Instruction — Copy out the entire listing below, including every request line. Offset each answer coordinate by adding 96 to both the x and the y value, and leave the pictures out.
..........
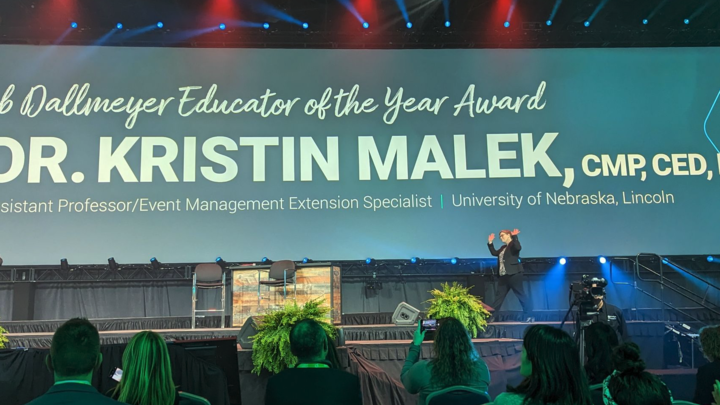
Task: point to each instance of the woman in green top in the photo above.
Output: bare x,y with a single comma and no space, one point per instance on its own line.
550,364
456,362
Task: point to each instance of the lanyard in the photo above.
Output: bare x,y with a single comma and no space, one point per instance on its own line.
73,382
312,365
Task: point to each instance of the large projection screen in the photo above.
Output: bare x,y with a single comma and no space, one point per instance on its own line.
189,154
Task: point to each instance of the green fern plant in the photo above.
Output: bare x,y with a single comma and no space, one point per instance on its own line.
271,344
3,339
456,302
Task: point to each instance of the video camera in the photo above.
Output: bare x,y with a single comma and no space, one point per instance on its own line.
583,294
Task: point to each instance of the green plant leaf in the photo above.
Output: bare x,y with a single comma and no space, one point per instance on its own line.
271,344
456,301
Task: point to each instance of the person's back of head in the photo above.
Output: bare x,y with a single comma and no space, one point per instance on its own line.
630,384
455,356
308,341
710,342
600,340
551,366
147,374
75,350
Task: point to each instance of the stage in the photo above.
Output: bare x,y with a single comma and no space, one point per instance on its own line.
376,353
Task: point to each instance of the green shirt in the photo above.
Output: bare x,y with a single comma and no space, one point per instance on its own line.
416,375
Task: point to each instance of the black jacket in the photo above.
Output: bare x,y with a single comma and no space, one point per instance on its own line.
511,256
705,381
313,386
73,394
..........
Answer to this exercise —
Task: point to each instance of the woman in green top in the photo above.
Output: bare x,y with a single comma and no space, one point per instance on its own line.
646,460
552,458
Task: point to each instance of the lanyard in the photo above.
Output: bare x,y with a single comma and no space, one point per instance on its own line.
169,478
408,461
Task: point to each instance of the large projection screen in the photo above.
Output: bare x,y with a single comma and no space, one point per instance on its own line.
285,250
Task: point to each instance of the green fern plant in the photo above.
Output: bare x,y with a single comma and no space, one point per instance on its own line.
367,440
99,435
552,398
Task: point to each instance of the video camera in the photo above.
Output: bare x,y with a single comma and no space, one point per instance on its own line.
679,390
Task: point to each instance of the green plant leaf in the photo above.
Output: bare x,y with a single comma and no space, one point per instance on its own line.
367,440
552,397
Task: point to each instance of the person's back of head in the photo above.
Output: bare x,y with a single comma and no space, one point per instance on its own line.
726,480
551,452
404,437
806,438
696,436
647,462
243,470
171,446
Task: point to each instance of the stage in the photo above.
Output: bare x,y with a single comma and no space, one point per instance on its own line.
472,449
Task: point to each instance of the green shirt in the photo above.
Output: bare x,y with a single comma and no space, one point per instance on its own line.
512,471
Task: point to each instance of the black jacket in the photo above.
Output: bare x,y with a single comma and no space, one point per instance on its own line.
607,352
801,477
409,482
169,490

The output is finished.